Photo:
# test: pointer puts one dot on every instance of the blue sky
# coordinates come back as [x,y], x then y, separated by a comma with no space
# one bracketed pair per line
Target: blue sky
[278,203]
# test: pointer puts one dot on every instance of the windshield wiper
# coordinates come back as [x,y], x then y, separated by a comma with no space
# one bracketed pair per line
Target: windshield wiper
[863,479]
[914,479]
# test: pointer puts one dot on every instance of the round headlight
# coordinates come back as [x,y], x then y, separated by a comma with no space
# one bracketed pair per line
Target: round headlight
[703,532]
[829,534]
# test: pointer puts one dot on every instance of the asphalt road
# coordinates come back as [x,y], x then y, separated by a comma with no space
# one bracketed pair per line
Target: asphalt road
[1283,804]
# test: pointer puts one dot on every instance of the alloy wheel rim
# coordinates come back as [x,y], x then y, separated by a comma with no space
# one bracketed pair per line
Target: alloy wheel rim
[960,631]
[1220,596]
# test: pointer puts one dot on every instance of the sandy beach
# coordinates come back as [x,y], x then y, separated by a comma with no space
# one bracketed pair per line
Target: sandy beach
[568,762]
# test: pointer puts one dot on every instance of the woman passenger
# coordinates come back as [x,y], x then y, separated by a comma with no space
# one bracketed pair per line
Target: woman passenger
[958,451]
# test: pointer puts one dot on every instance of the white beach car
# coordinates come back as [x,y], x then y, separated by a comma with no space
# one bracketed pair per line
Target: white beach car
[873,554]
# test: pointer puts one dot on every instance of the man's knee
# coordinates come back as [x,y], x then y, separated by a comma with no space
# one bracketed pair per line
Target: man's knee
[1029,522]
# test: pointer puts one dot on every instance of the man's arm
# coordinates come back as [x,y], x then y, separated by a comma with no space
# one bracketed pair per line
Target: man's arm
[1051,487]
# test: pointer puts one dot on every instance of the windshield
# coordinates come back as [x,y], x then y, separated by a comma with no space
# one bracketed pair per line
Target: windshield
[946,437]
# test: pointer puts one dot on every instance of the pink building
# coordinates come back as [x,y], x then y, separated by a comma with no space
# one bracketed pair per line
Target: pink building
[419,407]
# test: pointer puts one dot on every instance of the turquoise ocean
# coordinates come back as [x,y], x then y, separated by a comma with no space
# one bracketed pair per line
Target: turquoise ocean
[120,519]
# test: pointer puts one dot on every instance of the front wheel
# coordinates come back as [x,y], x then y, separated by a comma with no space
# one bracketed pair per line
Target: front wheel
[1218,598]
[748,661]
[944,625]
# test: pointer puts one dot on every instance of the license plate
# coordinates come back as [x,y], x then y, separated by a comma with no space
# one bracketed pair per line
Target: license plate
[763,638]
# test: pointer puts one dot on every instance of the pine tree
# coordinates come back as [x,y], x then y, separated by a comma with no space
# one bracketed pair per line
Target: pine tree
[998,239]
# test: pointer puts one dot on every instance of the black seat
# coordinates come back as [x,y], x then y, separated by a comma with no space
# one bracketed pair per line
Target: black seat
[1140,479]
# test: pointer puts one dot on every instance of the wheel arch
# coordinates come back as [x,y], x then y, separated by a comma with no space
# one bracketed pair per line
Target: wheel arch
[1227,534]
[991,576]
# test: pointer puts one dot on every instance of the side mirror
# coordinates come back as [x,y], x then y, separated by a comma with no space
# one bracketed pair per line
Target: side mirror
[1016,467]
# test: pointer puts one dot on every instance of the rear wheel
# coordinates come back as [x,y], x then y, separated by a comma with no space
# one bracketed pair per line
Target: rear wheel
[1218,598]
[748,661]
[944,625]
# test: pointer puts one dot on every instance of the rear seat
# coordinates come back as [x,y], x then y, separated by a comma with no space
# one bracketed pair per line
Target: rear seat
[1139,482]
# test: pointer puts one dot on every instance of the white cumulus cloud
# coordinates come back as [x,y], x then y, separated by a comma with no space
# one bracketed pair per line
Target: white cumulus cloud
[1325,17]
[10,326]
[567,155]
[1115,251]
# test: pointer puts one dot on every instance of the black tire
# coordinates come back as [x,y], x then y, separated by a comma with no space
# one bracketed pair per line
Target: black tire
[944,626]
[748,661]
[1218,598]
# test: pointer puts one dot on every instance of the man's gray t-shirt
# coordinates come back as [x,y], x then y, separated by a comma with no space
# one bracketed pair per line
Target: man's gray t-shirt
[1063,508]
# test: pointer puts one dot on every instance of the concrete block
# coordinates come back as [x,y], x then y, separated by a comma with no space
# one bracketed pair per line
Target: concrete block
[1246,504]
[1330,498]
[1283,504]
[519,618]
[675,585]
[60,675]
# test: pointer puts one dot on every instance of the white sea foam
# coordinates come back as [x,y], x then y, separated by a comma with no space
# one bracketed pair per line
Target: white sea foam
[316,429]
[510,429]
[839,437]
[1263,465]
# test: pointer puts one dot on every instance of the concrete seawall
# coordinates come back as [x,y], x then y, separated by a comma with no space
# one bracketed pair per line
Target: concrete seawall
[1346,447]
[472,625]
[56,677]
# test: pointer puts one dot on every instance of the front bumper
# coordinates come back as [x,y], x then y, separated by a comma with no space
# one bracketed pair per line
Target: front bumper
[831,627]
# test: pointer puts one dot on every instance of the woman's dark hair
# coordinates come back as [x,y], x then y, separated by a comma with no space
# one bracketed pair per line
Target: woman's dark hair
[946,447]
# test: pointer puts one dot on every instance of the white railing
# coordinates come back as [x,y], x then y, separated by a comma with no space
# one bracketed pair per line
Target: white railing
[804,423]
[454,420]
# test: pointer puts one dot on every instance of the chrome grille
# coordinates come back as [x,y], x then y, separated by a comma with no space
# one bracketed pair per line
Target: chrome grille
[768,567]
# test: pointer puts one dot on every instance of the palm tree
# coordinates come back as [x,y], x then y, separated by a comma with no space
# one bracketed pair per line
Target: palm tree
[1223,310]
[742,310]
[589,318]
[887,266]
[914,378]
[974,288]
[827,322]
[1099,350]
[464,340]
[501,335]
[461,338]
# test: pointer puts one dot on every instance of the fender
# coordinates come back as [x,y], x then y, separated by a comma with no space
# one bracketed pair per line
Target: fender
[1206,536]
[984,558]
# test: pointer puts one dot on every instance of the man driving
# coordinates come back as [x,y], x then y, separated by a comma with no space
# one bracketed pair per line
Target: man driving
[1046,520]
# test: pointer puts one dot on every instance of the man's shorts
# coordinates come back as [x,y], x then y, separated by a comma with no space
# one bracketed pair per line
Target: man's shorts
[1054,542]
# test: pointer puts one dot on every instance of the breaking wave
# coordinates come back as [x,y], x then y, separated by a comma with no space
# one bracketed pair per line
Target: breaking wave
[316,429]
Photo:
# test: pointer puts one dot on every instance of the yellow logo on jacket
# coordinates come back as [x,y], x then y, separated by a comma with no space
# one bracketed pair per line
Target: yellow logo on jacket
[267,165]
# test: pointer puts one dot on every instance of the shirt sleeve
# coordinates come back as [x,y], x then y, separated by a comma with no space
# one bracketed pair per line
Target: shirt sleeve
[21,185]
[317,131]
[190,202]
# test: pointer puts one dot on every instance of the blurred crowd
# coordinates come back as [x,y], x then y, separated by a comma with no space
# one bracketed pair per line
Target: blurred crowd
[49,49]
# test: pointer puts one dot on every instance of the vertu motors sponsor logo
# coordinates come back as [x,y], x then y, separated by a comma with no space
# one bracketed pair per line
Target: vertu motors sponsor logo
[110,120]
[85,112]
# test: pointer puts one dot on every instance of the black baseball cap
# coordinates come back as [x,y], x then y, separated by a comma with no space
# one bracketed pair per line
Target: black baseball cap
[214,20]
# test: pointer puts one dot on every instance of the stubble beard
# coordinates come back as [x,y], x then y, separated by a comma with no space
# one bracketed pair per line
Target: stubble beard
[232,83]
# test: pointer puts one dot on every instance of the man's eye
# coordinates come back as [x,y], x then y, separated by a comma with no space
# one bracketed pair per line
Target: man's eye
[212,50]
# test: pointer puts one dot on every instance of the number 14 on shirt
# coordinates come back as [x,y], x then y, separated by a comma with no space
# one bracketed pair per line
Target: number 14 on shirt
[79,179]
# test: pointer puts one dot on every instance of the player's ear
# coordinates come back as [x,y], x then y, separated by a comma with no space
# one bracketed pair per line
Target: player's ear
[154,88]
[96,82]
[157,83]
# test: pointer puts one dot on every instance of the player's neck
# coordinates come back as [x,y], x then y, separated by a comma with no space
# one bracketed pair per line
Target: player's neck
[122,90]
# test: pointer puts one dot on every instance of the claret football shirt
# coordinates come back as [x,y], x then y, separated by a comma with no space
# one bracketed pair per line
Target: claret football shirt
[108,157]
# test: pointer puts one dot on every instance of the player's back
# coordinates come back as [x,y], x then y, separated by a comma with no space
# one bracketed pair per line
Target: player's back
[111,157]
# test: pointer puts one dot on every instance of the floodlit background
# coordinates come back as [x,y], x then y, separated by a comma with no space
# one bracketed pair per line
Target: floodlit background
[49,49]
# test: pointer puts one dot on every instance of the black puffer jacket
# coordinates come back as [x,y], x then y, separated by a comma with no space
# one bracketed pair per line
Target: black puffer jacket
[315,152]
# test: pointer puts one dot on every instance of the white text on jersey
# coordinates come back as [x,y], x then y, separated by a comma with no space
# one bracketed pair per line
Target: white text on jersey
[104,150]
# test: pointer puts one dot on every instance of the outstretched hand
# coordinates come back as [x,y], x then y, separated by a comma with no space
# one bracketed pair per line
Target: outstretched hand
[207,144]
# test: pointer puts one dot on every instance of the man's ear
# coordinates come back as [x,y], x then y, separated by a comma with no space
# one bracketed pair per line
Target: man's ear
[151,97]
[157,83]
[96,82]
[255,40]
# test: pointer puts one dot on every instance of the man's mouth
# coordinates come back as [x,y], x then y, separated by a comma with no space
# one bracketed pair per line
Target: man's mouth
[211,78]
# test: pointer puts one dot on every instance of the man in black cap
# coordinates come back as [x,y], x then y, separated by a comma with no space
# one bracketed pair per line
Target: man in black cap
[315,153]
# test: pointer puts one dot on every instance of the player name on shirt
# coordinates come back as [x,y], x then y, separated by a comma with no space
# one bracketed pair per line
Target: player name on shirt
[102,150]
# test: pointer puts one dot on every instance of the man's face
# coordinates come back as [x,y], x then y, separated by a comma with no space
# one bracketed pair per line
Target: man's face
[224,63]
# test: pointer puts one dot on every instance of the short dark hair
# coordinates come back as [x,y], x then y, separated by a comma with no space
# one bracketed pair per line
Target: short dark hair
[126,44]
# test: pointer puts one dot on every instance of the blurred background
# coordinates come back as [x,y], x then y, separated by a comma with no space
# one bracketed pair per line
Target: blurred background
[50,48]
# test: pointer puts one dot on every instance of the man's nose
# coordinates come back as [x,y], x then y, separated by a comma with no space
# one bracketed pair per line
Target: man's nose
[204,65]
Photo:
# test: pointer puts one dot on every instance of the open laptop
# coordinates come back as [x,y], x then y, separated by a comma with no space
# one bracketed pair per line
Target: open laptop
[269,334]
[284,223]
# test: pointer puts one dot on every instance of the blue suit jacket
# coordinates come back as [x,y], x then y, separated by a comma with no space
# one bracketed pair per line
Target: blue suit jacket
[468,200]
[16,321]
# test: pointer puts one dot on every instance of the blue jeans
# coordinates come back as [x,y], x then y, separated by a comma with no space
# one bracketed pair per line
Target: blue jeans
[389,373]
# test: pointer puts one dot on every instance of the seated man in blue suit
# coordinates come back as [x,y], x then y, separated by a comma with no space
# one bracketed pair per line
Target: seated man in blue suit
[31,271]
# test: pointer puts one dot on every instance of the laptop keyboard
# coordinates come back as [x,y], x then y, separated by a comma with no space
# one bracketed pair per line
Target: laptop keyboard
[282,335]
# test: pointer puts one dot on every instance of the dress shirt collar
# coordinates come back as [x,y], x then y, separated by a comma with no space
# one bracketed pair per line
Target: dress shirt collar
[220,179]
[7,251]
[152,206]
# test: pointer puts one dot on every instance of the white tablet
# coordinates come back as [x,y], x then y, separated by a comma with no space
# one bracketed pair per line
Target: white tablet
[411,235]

--- --- ---

- **The exercise**
Pull out every line from the one with "the man's nose" to the end of the listing, and output only those.

- **Solution to this problem**
# test: pointer puts one dot on every instance of the man's nose
# coordinates come back as [x,y], x then y, separated by a comma with no space
# one bracketed pair per line
Target: man's nose
[204,65]
Photo:
# test: pointer puts one dot on every instance of the open laptop
# coordinates come back as [x,y], x then y, separated by a comma with no space
# one bracketed pair per line
Target: open laptop
[269,334]
[284,223]
# test: pointer puts one dot on every instance of the blue suit jacket
# coordinates come back as [x,y], x then y, separated by a comma with no space
# one bracketed pair per line
Target: blue suit jacket
[468,200]
[16,321]
# test: pointer puts one dot on every instance of the blue jeans
# coordinates come back as [x,y], x then y, separated by a comma with no space
# one bracketed pair per line
Target: blue jeans
[389,373]
# test: pointer puts one dot on every instance of the seated man in blue suit
# coordinates come back as [x,y], x then y, separated by a comma with no space
# one bracketed pair per line
Target: seated man in blue suit
[31,271]
# test: pointer puts one dot on every instance of the laptop keyboard
# coordinates come back as [x,y], x then y, separated by a comma with no space
# one bracketed pair per line
Target: laptop keyboard
[282,335]
# test: pointer puts one dot on every instance of the dress shirt collar
# coordinates come back as [x,y], x then y, separated by a comma with no space
# one bracketed pair per line
Target: dress shirt collar
[220,179]
[7,251]
[152,206]
# test: pointer puts one dot on every instance of the white tablet
# coordinates come back as [x,y], x then y, separated by a comma with no space
# one bracketed pair per line
Target: white tablet
[411,235]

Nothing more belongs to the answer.